### Texto apresentado
□ □ □ □ □ □ □
Zygmunt Bauman foi um sociólogo polonês (1925-2017) e um dos eminentes teóricos sociais do mundo. Nascido na Polônia, ele fugiu para a União Soviética quando os nazistas invadiram seu país. Retornou à Polônia após a Segunda Guerra Mundial como comunista e professor comprometido na Universidade de Varsóvia. Em 1968, ele foi expulso da Polônia por ser muito crítico ao regime comunista do país e se mudou para o Reino Unido. Passou o resto da sua carreira – e da vida – em Leeds, na Inglaterra. Alguns de seus livros já foram expostas aqui, entre elas: Amor Líquido e Identidades. Mas existem muitas outras questões em sua obra que eu quero trazer para o site Bons livros para ler. O livro de que falaremos hoje chama-se “Vida Líquida”.

A obra desse pensador é imensa. Só aqui no Brasil foram publicados trinta livros. Suas grandes ideias – que se concentram em questões de modernidade, consumismo e globalização – refletem décadas vividas nos dois lados da divisão ideológica do século XX. Como sociólogo, Zygmunt acreditava apaixonadamente que, ao fazer perguntas sobre nossa própria sociedade, ficaríamos mais livres. E confesso que compartilho dessa visão. Uma sociedade autônoma, uma sociedade verdadeiramente democrática, é uma sociedade que questiona tudo o que é narrado e, da mesma forma, libera a criação de novos significados.
□ □ □ □ □ □ □
### Dados disponíveis
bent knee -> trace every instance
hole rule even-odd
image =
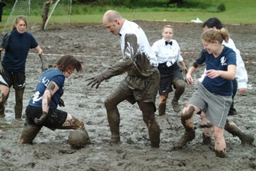
[[[185,89],[185,81],[183,80],[177,80],[175,84],[176,89]]]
□ □ □ □ □ □ □
Com base no texto sobre Zygmunt Bauman, explique por que ele foi expulso da Polônia em 1968, em uma a três frases. As linhas são um material à parte, sem ligação com o texto.

### Resposta da tarefa
Bauman foi expulso da Polônia em 1968 por ser muito crítico ao regime comunista do país. Depois disso, mudou-se para o Reino Unido.